<<<<

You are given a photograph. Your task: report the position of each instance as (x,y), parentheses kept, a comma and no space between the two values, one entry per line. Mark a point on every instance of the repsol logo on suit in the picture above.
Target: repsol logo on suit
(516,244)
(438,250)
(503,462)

>>>>

> [TASK BRIEF] Reproduce every item above verbatim, keeping each line intact and in its original order.

> [CORRECT RESPONSE]
You are given a photograph. Your task: report the position of each instance as (x,y), parentheses kept, a comma and no space between the two values, one entry per line. Mark a point on every instance of the repsol logo on suit in the picture above.
Target: repsol logo on suit
(516,244)
(438,250)
(503,462)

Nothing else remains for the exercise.